* _Goal of the exercise_
Reproduce the rows below verbatim, line for line, and omit the pictures from your output.

* _Supplied records_
____________________
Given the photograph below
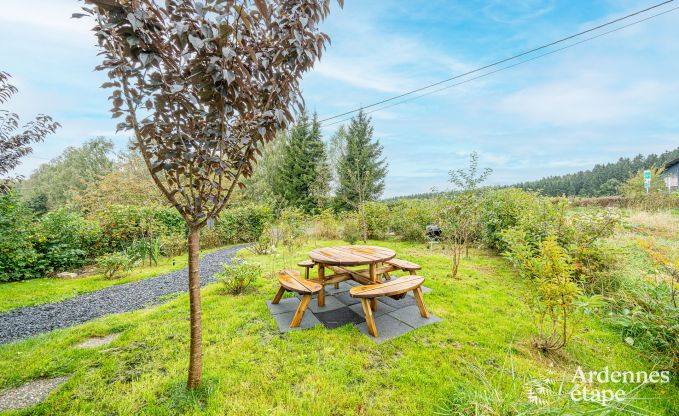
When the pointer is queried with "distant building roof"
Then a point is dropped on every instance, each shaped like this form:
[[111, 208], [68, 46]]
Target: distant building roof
[[672, 163]]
____________________
* _The solution_
Given the photograph below
When the pointer is queried with "distant building roof"
Then a point is dropped on every instance, each shaped like this form:
[[111, 208], [68, 46]]
Target: distant building roof
[[672, 163]]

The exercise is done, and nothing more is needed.